#### TASK PROMPT
Locate each line in the records below that contains the string "roof" and copy those lines. Match it with the same case.

#### LISTING
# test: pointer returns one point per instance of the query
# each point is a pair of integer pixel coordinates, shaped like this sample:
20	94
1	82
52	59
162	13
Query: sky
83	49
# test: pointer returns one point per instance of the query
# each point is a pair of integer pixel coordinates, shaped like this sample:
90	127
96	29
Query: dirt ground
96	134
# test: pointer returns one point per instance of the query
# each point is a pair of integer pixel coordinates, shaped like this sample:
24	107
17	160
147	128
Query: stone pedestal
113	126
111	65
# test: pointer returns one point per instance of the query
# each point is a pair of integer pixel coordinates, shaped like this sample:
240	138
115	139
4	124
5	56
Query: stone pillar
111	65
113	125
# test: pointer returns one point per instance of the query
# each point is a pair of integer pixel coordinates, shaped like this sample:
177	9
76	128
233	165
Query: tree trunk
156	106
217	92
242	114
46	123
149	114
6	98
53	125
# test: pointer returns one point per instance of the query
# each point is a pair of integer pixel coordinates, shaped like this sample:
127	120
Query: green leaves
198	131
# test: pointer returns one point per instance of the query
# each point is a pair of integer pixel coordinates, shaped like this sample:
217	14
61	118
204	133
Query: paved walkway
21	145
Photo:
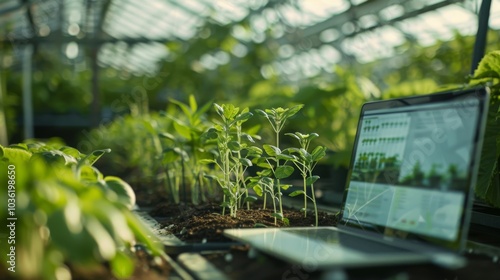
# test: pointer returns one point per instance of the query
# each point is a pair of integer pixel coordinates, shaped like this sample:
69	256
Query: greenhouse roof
312	35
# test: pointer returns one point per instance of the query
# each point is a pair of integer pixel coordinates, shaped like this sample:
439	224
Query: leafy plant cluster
68	214
196	159
236	151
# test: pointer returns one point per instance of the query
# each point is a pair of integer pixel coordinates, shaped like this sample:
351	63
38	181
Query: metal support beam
3	124
482	33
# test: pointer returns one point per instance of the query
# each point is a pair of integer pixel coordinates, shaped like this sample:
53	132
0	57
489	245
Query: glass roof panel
314	35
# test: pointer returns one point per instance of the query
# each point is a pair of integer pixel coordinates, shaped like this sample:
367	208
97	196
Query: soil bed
205	223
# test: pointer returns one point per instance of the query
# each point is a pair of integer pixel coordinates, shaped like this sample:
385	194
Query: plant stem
278	180
313	196
305	195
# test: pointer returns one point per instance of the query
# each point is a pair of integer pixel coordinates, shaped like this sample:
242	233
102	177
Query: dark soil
145	267
205	223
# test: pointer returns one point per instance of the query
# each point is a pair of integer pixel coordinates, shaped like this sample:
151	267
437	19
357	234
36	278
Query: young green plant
230	160
305	163
277	117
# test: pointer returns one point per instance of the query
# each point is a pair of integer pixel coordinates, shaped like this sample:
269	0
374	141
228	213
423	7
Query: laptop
409	188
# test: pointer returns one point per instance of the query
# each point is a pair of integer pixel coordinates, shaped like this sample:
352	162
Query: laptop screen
413	165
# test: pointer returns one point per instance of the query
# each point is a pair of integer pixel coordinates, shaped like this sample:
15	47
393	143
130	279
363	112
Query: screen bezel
480	94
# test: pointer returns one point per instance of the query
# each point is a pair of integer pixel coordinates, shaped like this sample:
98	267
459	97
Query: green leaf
311	180
77	246
122	265
243	117
258	190
169	156
184	107
71	152
56	157
259	225
264	173
248	137
283	172
250	199
192	103
261	113
264	165
253	151
286	157
230	111
183	130
90	174
93	157
234	146
206	161
277	215
219	109
488	168
296	193
293	110
212	177
285	187
212	133
318	153
489	66
293	135
245	162
167	136
271	150
15	155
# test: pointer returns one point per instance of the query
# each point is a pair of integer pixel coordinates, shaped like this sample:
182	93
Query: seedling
277	117
189	127
305	163
87	214
233	156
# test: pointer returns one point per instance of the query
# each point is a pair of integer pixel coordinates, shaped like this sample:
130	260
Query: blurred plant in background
68	214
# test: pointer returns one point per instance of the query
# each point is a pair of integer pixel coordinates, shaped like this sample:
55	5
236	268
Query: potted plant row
68	220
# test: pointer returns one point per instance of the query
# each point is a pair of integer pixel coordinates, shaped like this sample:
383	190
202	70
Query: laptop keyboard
344	239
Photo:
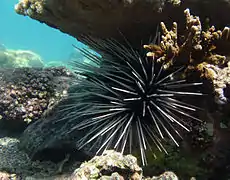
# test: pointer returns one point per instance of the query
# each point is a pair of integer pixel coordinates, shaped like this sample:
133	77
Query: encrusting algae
200	51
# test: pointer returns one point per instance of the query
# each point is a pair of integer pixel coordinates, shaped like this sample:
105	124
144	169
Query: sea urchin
126	100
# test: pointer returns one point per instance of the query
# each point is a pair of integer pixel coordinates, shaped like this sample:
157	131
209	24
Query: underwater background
18	32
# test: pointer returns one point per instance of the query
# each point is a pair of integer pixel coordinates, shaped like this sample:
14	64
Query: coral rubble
114	165
26	94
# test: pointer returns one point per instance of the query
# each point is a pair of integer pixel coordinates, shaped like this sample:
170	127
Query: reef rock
19	58
27	94
114	165
137	20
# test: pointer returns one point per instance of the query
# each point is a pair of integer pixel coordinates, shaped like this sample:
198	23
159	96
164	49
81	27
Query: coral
108	163
114	165
27	94
201	51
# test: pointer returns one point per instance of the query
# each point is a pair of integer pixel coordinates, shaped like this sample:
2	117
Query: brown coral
201	51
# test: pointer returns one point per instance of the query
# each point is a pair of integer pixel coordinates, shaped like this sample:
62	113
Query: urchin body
126	99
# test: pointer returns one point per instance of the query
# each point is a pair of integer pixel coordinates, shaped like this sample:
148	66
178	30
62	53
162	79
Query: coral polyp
126	100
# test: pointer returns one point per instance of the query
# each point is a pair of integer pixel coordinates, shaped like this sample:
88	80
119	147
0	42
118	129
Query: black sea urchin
125	100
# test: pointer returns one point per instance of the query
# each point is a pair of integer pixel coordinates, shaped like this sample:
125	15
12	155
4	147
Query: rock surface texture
26	94
137	20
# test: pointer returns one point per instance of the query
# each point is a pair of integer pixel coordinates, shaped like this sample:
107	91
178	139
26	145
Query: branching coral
201	51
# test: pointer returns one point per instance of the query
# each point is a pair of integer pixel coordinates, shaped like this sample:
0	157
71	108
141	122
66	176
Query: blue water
20	32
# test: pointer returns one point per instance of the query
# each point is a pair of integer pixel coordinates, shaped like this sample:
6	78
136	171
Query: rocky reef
191	42
28	94
136	19
19	58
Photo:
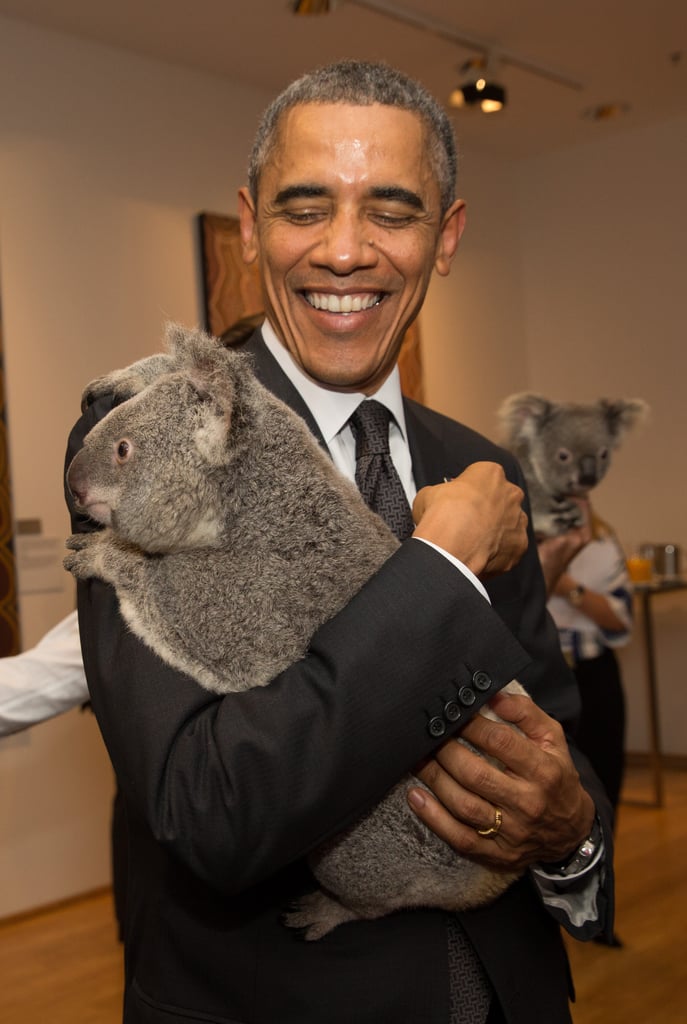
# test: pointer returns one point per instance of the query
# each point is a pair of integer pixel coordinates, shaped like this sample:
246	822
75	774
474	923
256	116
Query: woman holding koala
591	603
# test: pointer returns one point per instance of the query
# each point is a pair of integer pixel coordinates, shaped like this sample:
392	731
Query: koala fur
229	538
564	450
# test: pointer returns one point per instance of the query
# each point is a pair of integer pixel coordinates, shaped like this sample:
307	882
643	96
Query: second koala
229	539
564	450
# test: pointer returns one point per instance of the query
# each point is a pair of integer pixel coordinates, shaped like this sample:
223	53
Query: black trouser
601	732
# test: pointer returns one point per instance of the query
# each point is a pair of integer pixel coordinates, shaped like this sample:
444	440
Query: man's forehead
340	139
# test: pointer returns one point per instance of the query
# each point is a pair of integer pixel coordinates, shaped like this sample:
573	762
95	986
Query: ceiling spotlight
312	6
479	89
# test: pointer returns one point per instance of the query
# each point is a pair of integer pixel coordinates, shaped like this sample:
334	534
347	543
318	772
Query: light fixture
313	6
479	88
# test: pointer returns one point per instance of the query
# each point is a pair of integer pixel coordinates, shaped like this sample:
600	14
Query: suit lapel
432	461
270	374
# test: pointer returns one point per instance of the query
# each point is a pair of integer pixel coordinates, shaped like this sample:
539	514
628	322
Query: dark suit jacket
225	796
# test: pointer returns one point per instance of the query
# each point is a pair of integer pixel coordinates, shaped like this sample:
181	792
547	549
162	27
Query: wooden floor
65	966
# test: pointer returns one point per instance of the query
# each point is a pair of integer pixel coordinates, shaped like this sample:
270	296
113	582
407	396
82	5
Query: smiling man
350	208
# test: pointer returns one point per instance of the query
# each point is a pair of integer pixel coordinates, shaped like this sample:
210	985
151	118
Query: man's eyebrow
397	195
300	192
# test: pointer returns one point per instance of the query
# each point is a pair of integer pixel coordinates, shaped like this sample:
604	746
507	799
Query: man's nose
346	244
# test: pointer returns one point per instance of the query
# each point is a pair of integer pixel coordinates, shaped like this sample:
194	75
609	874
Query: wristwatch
582	857
575	595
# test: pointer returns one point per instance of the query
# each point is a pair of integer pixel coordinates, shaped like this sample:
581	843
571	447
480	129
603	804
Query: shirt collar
332	410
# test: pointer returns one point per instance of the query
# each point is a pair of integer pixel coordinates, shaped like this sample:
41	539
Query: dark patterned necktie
376	474
380	485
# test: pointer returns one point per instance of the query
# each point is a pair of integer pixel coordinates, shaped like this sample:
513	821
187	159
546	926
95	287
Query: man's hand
546	814
557	552
477	517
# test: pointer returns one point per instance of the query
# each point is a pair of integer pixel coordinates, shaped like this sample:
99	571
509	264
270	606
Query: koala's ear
624	414
191	347
214	418
522	416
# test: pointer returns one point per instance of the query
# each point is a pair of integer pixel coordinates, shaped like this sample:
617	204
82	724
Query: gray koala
229	538
564	450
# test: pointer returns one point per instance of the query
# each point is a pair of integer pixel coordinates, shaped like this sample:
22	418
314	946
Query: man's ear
453	225
248	225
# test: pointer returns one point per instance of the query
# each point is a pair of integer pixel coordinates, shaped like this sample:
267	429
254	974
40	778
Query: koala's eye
123	451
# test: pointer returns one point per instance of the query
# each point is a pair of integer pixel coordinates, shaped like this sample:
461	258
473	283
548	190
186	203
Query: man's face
347	229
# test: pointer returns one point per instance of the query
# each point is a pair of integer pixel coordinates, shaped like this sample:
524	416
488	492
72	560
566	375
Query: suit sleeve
241	785
587	908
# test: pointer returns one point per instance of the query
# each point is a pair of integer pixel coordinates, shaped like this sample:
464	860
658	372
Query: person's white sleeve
43	681
574	896
468	573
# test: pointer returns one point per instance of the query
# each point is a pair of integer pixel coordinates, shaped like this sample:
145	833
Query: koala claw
317	913
80	562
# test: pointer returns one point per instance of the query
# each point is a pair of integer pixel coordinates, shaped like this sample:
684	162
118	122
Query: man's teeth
342	303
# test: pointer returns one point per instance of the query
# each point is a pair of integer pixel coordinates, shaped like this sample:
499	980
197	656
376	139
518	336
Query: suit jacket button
452	712
436	727
481	681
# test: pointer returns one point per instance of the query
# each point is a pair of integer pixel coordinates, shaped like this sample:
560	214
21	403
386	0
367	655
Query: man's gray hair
359	83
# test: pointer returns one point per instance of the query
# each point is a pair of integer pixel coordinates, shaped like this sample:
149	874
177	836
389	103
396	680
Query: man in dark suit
350	207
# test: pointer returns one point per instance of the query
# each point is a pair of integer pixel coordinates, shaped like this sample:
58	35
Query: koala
564	451
229	538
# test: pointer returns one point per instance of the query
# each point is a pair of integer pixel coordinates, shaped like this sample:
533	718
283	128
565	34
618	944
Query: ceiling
627	52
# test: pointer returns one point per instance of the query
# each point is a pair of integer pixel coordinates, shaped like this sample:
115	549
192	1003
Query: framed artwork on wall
231	293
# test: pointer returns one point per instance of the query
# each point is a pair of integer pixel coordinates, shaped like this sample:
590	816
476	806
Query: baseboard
60	904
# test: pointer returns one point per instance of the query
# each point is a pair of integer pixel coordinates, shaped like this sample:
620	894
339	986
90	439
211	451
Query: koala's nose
588	473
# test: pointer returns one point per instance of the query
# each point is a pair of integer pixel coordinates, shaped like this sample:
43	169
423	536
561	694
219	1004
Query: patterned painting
231	292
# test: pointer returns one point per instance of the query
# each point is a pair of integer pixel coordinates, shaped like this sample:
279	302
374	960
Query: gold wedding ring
498	821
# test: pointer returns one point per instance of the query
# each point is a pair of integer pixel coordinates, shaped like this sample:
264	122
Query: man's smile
334	303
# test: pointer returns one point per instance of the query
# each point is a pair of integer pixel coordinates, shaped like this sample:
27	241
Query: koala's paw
123	384
81	561
317	913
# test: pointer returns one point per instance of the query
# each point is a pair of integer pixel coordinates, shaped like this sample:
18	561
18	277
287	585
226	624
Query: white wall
104	162
473	331
604	273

#### ANSWER BELOW
Query: greenhouse roof
Query: glass roof panel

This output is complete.